▶ **Условия заданий**:
[a] В каком посёлке живёт инокиня Леонилла, если верить тексту об инокине Леонилле?
[b] Повторите без изменений фрагмент текста об инокине Леонилле от слов «Инокиня Леонилла живёт» до слов «прапорщик Людмила Хмелевская.» включительно.

▶ **Исходный текст**:

Вдруг мать Леонилла весело улыбается, и что-то озорное вспыхивает в её глазах:
— Я же вам ещё не рассказала, как я из машины спаслась! Ну, слушайте. Получилось так, что мы попали в аварию. Дорога скользкая, перед нами пропасть, а водитель вместо тормоза нажал на газ. Могли бы свалиться, но врезались в дерево и зацепились за него. Машина уже не подлежит восстановлению, двери в кабине заклинило, не выйти… И вот мы висим над пропастью, зацепившись за дерево. Водитель-то что? — он мальчик худенький, выскользнул через боковое окно — а я сижу. А дерево трещит да трещит, а за ним пропасть в полтора километра. Весь мой дивизион собрался, зампотех полковник Николаенко прибежал… «Сейчас, — говорит, — будем вытаскивать тягачом. Скоро он придёт!» Скоро? А дерево-то не скорее ли треснет? Вот — опять трещит! И случилось первое в моей жизни чудо. Окошечко в КамАЗе знаете какое узенькое? А я — видите какая? И как только дерево в очередной раз затрещало, я — раз! — и в момент проскочила через окошко на волю! Как я это сделала — не помню. То ли головой вперёд, то ли ногами… Не помню ничего! Стою, плачу, полковник меня обнимает — маленький такой… Тоже чуть не плачет… И вдруг он поднимает голову, смотрит на крошечное это окошко и так изумлённо спрашивает: «Люда, а как же ты умудрилась в него пролезть?» И весь дивизион захохотал! А я потом экспериментировала — и не раз… Нет, ничего не получается: даже и подумать нельзя, чтобы в это окошко с моими габаритами проползти.
Инокиня Леонилла живёт в посёлке Каменка, в Выборгском районе, подвизается при храме св. вмч. Георгия Победоносца. Маленький этот храмик окормляет большую воинскую часть, одну из двух крупнейших в России миротворческих бригад. Когда-то в бригаде этой служила и мать Леонилла — старший прапорщик Людмила Хмелевская.
— Как же вы, матушка, — из армии и сразу в монашество? Как такое возможно?
— Служили Родине, сейчас служим Господу — простите, что такие высокие слова говорю, грешная… У солдата — приказ, у монаха — послушание. Я особой разницы в быте не чувствую… Сегодня вышла на улицу, смотрю — солдаты в противогазах бегут, наверное, боевая тревога. Эх, жизнь знакомая, родная — всё сердцу близко!
— Я служил ещё в советское время и теперь часто слышу: «Ну, тебе удалось в настоящей армии послужить, а сейчас и армия, и служба — декоративные!..» Что вы об этом думаете?
— Героизм — и в прежние времена, и в новые — я видела настоящий, никакой не декоративный. Героизм в том, чтобы точно выполнить приказ; как монах в послушании становится святым, так солдат в послушании становится героем. Русский солдат — он всегда русский солдат; он, по-моему, любой приказ выполнит — что в Афганистане, в советские времена, что в Чечне… И знаю: солдаты на самом деле закрывали собой командиров — это действительно так, а не то что какая-то пропагандистская выдумка. Мне и в разведбате пришлось послужить — я-то знаю!.. Я помню, что старослужащие в бою головой отвечали за молодых, прикрывали их, как старшие братья, окормляли их по-солдатски. Потом, в казарме — да: молодой и ботиночки «старику» почистит, и работу какую за него сделает, но в этом тоже есть какая-то справедливость, верно?

▶ **Набор пунктов**:
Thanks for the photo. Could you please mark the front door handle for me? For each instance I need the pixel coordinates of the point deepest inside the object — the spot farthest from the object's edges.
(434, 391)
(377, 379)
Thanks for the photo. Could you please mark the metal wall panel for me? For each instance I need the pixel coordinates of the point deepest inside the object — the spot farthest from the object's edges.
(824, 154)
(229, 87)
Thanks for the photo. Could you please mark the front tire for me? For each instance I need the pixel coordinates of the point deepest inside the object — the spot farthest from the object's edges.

--

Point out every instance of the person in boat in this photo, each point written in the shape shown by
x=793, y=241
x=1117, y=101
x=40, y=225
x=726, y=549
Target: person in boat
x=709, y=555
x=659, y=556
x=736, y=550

▶ **Ответы к заданиям**:
[a] В посёлке Каменка, в Выборгском районе.

[b]
Инокиня Леонилла живёт в посёлке Каменка, в Выборгском районе, подвизается при храме св. вмч. Георгия Победоносца. Маленький этот храмик окормляет большую воинскую часть, одну из двух крупнейших в России миротворческих бригад. Когда-то в бригаде этой служила и мать Леонилла — старший прапорщик Людмила Хмелевская.